▸ Document extract:
Objective To evaluate the effects of diabetes mellitus, diabetic retinopathy and degree of blood glucose (BG) regulation on retinal nerve fiber layer (RNFL) thickness by using a scanning laser polarimeter (NFA-GDx).
Methods We prospectively assessed RNFL thickness in four groups of patients, who were all age matched. Diabetic patients without diabetic retinopathy were grouped according to their BG regulation level into two, as: BG-regulated group (BG <140 mg/dl, HbA1c <8%, fructosamine <285 μmol/l, TG <200 mg/dl, n = 50), and BG-non-regulated group (BG = 140–250 mg/dl, HbA1c >8%, fructosamine >285 μmol/l, TG >200 mg/dl, n = 44). A group of patients with nonproliferative diabetic retinopathy (NPDR) formed the 3rd group (n = 41). The 4th group consisted of healthy subjects and acted as a control group (n = 50). Symmetry, superior maximum, ellipse modulation and the average thickness variables of NFA-GDx were used for the assessment. ANOVA test was used for the statistical analysis of variables between groups.
Results The mean superior maximum and ellipse modulation values were statistically significantly lower than the control group in BG-non-regulated and NPDR groups (P < 0.05). The average thickness value was also statistically significantly lower than the control group in NPDR group. These values in the BG-regulated group were not statistically significantly different from the control group (P > 0.05).
Conclusions This is the first clinical study demonstrating the effects of diabetic glucose regulation level on RNFL by using NFA-GDx. RNFL thickness was seen to decrease with development of diabetic retinopathy and with impairment of metabolic regulation. This issue should be taken into account while assessing RNFL in diabetic glaucomatous patients.
Diabetic retinopathy (DR) is the most common ocular complication of diabetes mellitus (DM) and is one of the leading causes of blindness in developed countries. Although the long-term effects of DM on vascular tissues are very well known, its effect on retinal neurons is not very clear. Previous studies have demonstrated that DM causes an optic neuropathy, which was different from glaucomatous optic nerve damage,1,2 and the retinal nerve fiber layer (RNFL) defects were more prevalent in patients with DM.3 The effects of metabolic control level of DM on RNFL or optic nerve have not been demonstrated yet.

▸ Problems to solve:
(1) Rewrite the diabetic retinopathy study from "Diabetic retinopathy (DR)" to "been demonstrated yet.", replacing "optic neuropathy" with "optic nerve disorder".
(2) According to the diabetic retinopathy study, how many patients made up the nonproliferative diabetic retinopathy group?
(3) Please say whether each statement agrees with the diabetic retinopathy study, answering yes or no and quoting the deciding words: (a) The BG-regulated group had HbA1c below 8%. (b) In the BG-regulated group, the measured values differed significantly from the control group. (c) The control group had 41 subjects.
The records that follow come from a separate source unrelated to the diabetic retinopathy study.

Items drawn from a dataset:
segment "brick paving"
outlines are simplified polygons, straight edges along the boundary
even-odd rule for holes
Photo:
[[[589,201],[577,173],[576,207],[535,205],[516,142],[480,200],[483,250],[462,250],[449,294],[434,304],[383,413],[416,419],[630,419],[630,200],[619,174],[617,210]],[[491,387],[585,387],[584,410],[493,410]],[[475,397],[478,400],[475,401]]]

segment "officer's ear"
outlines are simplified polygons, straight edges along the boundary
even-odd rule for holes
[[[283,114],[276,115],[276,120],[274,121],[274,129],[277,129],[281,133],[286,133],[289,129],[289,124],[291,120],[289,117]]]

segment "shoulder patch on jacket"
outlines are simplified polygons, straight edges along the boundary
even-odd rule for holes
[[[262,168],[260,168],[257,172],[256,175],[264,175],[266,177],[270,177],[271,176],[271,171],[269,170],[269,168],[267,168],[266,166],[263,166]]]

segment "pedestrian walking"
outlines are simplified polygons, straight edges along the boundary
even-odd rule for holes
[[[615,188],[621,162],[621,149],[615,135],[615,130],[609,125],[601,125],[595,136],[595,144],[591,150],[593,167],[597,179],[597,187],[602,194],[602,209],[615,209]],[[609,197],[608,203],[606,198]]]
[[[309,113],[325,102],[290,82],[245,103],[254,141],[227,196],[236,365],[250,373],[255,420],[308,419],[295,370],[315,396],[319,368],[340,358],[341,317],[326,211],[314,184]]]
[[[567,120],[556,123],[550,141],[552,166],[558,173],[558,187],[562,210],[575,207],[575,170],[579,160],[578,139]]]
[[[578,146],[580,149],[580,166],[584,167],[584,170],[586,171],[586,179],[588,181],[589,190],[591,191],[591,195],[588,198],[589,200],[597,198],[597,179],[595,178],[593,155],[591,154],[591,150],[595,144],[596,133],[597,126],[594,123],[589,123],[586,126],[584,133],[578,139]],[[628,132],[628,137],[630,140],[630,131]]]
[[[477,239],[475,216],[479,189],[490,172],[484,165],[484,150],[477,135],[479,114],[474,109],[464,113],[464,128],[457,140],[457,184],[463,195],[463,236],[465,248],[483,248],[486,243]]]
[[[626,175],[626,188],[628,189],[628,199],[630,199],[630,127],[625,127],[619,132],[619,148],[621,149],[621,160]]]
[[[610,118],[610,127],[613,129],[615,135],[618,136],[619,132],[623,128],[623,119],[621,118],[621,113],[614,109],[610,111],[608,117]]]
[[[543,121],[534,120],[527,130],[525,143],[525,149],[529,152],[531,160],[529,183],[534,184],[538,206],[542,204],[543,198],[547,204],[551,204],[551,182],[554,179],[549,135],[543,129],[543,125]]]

▸ Outputs in order:
(1)
Diabetic retinopathy (DR) is the most common ocular complication of diabetes mellitus (DM) and is one of the leading causes of blindness in developed countries. Although the long-term effects of DM on vascular tissues are very well known, its effect on retinal neurons is not very clear. Previous studies have demonstrated that DM causes an optic nerve disorder, which was different from glaucomatous optic nerve damage,1,2 and the retinal nerve fiber layer (RNFL) defects were more prevalent in patients with DM.3 The effects of metabolic control level of DM on RNFL or optic nerve have not been demonstrated yet.

(2) 41 patients formed the nonproliferative diabetic retinopathy group.

(3)
(a) Yes: "BG-regulated group (BG <140 mg/dl, HbA1c <8%"
(b) No: "These values in the BG-regulated group were not statistically significantly different from the control group (P > 0.05)."
(c) No: "The 4th group consisted of healthy subjects and acted as a control group (n = 50)."